# Tasks to perform:
1. In the passage about Pycelle, who actually committed the theft that Pycelle blamed on Tyrion?
2. Continue the passage about Pycelle, starting after its final sentence.

Pycelle seems in reasonably good health - although his beard won't grow back and his forarm is flabby, and Cersei noticed he was looking really old when he came in to announce the death of Gyles Rosby. I would have thought Pycelle might be difficult to poison, because he knows poisons, suspects Jon Arryn was posioned, and seems cautious and particular about his food. That was before Tyrion supposedly (and actaully) raided his supply, before Joffrey's demise, that might have put him further on guard (although Tyrion's actual theft of the laxative was never detected, and the theft Pycelle fingered Tyrion for, was committed by Varys)

Yet he still eats it in the same chamber where he (still!) stores his unlocked neatly labelled poisons on open shelves. And the 'sweet child' that prepares his milk and honey was likely one of Varys's birds all along (although, I suppose Kevan is not to know if Pycelle's servant is the same girl as always, or another. Kevan wasn't observant enough to see anything odd about small common children swathed in furs that were not only too big for them, but too sumptuous for them to have gained honestly - only Nobles and wildlings can afford to wear fur).

# Supplied information:

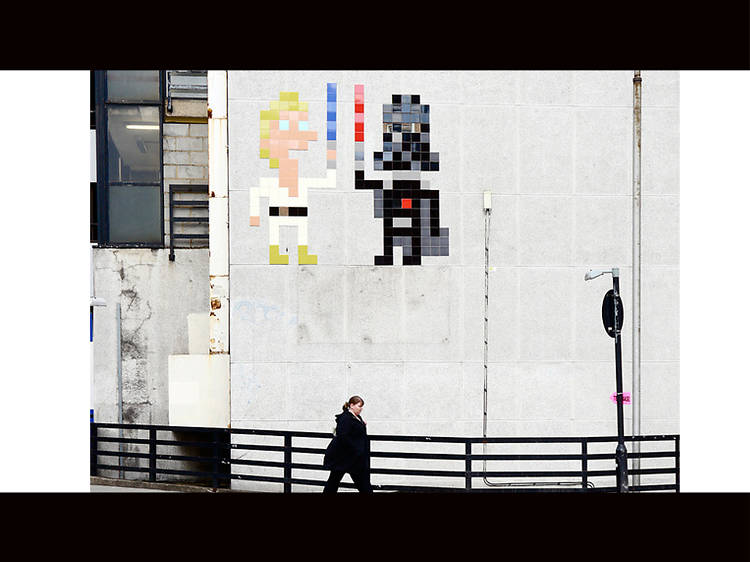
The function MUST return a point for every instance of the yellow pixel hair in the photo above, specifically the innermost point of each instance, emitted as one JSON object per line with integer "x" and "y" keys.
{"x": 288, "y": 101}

...

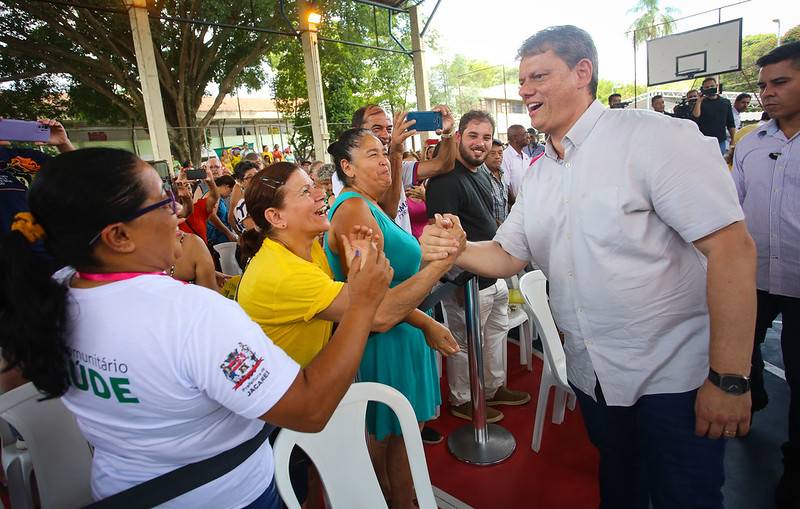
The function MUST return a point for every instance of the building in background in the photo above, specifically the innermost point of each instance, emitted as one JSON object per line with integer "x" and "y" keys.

# Results:
1. Varys

2.
But just like Ned Stark's death, the hit to the head with the candle-stick seems a perfectly sufficient explanation for Pycelle's untimely end. There doesn't seem any need to disguise a slow poisoning. Also, unlike Ned and Jon,  Pycelle has possessed the book some time - it isn't likely he has  just reached the bit the children have to kill him for, for the first time, today. And how would they know what he had or had not read? He is old and might have read Malleon back to back twenty times before they were even born. He might have had Malleon before Varys arrived from across the Narrow sea. And in order to know that Malleon had a bit worth dying for, Varys and/or his birds would have had to have read it themselves.

But I do think Ned was reading Malleon to a different purpose than Jon Arryn. Ned was looking for guilt, and we know that neither Gared nor Lady strictly deserved the punishment he gave them, in spite of his  looking into their eyes, hearing their pleas, passing their sentence, and swinging his sword. Jon was not looking for a murderer, He had brought Cersei and Robert together and saw the value of keeping them together. He had seen at least one, and far more probably, several, of Robert's bastards for himself. He was not looking for reasons to exile Lannisters. Sansa was able to see Eddard's 'proof' of Malleon's book without ever reading it, and it seems unlikely she would be the only or the first person to observe that Joffrey looked nothing like Robert Baratheon, or any Baratheon, while Edric and Renly looked like carbon copies of Robert, and people of Pycelle's age could affirm that Robert was the exact likeness of his grandparents and great-grandparents.

Jon Arryn was interested in breeding and desperately wanted a spare for his heir. He might have suspected the heir he had was not his natural child. We learn from Malleon that in Westeros the colour of your eyes and hair can be a sign you are endowed with supernatural properties. For the blue eyed black haired Baratheons it is superhuman strength. For the brown eyed and fine brown haired Strongs too. The emerald eyes and curly gold hair of the Lannisters are associated with greensight. The purple eyes and inhuman beauty of the Targaryens with dragon riding and their own types of vision, and terrible tempers. Arryns might also have an ancestral superpower.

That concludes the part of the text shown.